### WORK TASK
For the word "foliage", find each line in the entries where it occurs and copy that line.

(Region pointing data)
Segment Open

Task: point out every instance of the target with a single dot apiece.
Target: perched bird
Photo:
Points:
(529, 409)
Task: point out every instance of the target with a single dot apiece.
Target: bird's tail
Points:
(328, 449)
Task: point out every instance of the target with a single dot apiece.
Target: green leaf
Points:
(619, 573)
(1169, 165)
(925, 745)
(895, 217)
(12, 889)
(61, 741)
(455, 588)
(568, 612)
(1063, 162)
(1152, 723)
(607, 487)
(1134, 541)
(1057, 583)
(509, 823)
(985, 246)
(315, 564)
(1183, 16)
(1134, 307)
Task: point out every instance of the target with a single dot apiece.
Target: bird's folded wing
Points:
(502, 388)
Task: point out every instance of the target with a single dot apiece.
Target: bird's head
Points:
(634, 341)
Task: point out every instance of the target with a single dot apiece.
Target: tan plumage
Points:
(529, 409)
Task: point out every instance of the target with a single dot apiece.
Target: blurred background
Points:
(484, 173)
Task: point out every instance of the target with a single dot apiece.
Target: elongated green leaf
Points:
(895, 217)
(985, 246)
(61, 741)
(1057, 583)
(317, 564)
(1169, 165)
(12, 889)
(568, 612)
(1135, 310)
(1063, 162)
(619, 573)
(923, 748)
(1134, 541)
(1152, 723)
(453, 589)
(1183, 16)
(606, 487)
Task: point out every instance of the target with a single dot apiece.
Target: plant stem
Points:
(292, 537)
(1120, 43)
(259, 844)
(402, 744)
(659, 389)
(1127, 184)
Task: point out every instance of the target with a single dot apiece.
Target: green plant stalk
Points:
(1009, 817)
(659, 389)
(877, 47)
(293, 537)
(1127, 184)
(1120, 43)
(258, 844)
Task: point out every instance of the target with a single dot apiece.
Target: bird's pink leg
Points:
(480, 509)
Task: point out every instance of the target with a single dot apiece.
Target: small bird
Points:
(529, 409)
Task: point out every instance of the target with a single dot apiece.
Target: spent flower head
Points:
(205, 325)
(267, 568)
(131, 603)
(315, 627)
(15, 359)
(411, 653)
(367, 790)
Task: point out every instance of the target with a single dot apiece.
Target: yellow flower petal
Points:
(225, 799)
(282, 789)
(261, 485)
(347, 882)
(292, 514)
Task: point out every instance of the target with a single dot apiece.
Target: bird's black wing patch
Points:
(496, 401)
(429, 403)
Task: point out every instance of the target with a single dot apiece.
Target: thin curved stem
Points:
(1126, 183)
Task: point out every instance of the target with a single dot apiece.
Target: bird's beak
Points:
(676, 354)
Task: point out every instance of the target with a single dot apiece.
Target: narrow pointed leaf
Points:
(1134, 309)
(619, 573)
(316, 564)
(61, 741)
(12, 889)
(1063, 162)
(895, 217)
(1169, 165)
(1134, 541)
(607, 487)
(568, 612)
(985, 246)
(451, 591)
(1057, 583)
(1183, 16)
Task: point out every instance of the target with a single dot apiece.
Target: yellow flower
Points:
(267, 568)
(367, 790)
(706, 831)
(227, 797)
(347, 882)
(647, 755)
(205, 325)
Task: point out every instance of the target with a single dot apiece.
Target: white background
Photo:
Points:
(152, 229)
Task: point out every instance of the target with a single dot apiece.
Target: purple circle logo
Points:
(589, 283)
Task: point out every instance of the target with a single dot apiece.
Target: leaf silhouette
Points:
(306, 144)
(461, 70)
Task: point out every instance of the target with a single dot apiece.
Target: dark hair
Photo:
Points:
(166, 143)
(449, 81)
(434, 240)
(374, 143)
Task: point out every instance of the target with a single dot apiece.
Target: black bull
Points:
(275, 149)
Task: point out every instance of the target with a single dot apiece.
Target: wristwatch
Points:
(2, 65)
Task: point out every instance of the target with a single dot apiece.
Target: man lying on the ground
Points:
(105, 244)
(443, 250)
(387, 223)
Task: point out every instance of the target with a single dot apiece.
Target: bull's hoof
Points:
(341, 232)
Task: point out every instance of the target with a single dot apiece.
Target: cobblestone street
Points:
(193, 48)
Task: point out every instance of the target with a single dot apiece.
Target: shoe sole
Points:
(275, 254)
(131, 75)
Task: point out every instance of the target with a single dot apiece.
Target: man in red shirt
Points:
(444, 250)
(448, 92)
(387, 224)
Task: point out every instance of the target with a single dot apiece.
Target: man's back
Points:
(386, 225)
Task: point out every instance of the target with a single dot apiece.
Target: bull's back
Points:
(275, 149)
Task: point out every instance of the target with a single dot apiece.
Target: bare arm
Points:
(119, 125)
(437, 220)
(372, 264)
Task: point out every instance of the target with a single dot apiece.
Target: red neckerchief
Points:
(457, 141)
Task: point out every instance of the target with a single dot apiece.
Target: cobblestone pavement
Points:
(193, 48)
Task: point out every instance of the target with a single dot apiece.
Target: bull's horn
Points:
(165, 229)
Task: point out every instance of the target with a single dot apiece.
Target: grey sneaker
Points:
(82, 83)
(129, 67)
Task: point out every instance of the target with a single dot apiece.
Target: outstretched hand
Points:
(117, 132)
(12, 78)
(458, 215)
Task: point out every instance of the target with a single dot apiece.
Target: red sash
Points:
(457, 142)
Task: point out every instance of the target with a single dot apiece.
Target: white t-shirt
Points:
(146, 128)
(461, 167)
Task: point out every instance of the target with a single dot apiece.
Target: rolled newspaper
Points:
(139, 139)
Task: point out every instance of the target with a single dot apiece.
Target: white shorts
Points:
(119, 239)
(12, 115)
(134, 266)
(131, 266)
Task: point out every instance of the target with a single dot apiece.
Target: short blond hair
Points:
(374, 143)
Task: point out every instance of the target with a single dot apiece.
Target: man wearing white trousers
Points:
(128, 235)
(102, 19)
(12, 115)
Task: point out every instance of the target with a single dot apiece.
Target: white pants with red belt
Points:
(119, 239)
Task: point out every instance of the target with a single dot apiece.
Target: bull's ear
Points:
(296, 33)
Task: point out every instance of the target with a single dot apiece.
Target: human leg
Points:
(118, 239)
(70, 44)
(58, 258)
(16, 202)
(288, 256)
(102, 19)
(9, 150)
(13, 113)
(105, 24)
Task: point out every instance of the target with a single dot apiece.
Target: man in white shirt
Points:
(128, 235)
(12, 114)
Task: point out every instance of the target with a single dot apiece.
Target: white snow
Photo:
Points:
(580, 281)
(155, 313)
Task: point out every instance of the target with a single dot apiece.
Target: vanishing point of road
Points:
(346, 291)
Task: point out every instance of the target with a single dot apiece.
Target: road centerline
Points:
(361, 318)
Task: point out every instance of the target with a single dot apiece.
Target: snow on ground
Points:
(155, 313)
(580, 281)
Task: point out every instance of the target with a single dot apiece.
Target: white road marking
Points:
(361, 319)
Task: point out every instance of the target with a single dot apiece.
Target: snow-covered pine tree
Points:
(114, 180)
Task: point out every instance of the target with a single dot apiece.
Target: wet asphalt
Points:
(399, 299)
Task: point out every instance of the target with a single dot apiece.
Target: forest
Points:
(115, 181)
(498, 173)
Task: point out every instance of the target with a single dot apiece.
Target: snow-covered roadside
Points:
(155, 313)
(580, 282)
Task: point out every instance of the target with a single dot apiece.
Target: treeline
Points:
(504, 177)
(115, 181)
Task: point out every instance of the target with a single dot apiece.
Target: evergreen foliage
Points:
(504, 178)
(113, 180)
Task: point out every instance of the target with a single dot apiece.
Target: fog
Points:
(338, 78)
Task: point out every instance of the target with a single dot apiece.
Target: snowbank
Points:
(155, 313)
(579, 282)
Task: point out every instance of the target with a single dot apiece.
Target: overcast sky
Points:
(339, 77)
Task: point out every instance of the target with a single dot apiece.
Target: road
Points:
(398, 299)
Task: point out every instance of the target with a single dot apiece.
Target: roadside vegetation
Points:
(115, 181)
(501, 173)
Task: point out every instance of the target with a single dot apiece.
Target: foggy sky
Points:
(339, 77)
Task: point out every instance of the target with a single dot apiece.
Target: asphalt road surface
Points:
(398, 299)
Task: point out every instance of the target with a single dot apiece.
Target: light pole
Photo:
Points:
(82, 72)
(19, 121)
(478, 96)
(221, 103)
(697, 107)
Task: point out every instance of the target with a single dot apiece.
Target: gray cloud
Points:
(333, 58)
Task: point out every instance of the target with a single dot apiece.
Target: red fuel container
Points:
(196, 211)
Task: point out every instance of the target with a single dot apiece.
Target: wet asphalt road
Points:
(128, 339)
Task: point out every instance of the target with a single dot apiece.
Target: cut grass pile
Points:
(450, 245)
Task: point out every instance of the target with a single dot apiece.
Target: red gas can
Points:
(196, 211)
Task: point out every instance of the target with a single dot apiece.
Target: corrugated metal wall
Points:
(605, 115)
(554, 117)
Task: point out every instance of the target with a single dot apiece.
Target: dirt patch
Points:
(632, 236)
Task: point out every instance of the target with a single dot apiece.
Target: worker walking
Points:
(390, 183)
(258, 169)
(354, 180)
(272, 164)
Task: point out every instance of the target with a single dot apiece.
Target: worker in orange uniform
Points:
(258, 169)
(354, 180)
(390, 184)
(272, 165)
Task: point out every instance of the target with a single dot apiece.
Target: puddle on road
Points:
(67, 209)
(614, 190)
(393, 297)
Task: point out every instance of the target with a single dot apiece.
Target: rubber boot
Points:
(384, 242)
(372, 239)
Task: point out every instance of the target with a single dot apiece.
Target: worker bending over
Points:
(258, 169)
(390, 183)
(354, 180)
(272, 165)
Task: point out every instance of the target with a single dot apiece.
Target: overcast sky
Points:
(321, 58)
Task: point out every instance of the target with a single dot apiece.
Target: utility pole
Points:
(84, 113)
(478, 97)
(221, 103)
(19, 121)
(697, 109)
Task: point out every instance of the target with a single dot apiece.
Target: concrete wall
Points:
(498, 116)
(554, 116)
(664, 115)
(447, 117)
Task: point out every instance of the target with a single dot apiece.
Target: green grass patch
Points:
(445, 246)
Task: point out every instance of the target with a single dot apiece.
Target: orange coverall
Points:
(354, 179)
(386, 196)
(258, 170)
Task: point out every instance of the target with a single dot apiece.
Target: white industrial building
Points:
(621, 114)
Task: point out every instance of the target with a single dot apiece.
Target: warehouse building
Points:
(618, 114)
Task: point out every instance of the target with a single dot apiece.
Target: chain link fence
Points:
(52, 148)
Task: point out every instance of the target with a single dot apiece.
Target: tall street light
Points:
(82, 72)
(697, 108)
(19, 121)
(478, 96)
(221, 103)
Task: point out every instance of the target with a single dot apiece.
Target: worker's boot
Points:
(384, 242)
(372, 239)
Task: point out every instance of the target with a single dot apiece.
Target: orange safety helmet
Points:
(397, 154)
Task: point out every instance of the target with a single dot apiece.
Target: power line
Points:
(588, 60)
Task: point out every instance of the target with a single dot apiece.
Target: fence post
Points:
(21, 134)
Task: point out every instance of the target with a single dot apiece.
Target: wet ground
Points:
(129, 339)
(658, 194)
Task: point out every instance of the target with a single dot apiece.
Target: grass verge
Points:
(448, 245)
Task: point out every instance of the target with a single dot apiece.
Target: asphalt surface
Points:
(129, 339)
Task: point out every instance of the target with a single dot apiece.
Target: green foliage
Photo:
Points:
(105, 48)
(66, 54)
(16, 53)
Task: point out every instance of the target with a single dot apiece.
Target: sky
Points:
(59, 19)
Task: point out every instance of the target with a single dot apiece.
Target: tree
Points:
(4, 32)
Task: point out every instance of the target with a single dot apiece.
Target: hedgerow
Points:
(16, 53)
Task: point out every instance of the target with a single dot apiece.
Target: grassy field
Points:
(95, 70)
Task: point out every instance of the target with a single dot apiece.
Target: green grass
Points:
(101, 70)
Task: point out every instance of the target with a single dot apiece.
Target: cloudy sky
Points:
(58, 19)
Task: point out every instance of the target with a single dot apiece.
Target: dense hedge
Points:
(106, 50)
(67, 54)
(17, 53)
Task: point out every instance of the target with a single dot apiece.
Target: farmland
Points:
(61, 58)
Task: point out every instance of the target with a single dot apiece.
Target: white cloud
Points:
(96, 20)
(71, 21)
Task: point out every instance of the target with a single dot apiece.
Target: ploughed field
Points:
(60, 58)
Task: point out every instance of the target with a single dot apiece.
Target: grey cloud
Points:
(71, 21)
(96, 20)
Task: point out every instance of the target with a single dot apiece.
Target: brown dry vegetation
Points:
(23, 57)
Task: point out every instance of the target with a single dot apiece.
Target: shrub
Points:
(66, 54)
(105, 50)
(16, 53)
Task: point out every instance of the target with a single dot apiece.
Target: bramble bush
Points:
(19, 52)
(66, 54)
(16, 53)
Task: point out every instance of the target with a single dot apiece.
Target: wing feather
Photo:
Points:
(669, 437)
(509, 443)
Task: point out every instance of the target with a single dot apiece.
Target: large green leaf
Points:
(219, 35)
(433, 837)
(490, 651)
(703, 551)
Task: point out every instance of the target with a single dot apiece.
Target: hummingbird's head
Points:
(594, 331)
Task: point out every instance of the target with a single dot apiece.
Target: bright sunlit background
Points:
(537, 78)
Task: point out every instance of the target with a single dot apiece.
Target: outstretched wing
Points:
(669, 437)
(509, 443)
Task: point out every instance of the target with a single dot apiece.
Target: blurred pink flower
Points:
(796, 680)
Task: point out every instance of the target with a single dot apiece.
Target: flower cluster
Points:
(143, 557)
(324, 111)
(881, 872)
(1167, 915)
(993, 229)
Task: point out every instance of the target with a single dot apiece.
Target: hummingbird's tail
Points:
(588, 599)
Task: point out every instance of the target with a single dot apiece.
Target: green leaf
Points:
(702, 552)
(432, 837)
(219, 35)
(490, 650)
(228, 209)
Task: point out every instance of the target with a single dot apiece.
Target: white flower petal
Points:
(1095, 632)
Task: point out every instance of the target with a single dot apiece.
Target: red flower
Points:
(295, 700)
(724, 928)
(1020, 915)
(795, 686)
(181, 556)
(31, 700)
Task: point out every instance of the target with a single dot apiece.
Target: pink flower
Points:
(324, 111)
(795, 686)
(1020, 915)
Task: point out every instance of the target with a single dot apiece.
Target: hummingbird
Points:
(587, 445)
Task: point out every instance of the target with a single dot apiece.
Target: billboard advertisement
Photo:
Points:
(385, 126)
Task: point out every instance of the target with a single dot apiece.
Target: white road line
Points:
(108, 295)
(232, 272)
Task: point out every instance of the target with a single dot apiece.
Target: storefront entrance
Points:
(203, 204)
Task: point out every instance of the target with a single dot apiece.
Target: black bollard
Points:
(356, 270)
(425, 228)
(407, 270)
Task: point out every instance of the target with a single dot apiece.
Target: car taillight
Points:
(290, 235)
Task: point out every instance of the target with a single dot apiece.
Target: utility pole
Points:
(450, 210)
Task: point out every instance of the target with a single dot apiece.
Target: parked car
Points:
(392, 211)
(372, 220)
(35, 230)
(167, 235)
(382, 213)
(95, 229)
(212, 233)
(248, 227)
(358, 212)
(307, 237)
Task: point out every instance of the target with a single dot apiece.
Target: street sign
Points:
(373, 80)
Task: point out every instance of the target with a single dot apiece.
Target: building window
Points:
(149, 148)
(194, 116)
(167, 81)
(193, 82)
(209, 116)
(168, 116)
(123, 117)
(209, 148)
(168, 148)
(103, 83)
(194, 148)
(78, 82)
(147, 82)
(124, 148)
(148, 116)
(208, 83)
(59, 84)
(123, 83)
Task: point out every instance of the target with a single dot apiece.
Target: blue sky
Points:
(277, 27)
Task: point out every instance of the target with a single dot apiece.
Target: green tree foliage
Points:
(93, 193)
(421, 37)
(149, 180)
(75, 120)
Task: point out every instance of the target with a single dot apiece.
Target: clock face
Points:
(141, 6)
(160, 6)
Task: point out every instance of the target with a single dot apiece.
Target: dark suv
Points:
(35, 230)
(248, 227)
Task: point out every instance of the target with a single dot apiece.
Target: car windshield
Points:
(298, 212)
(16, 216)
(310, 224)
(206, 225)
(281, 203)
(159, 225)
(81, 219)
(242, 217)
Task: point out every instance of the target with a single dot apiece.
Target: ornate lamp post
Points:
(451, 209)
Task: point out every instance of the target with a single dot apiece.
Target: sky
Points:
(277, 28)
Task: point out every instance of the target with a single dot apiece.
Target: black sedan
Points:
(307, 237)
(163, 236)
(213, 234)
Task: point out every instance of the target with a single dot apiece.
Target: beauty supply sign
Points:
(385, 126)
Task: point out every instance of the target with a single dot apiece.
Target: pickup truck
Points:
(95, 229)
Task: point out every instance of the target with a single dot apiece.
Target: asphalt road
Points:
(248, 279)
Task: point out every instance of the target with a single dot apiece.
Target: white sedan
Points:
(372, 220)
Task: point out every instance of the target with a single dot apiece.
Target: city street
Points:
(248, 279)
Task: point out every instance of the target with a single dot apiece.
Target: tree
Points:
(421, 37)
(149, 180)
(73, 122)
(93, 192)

Segment Closed

### ANSWER SPACE
Target: evergreen foliage
Target: green foliage
Target: green tree foliage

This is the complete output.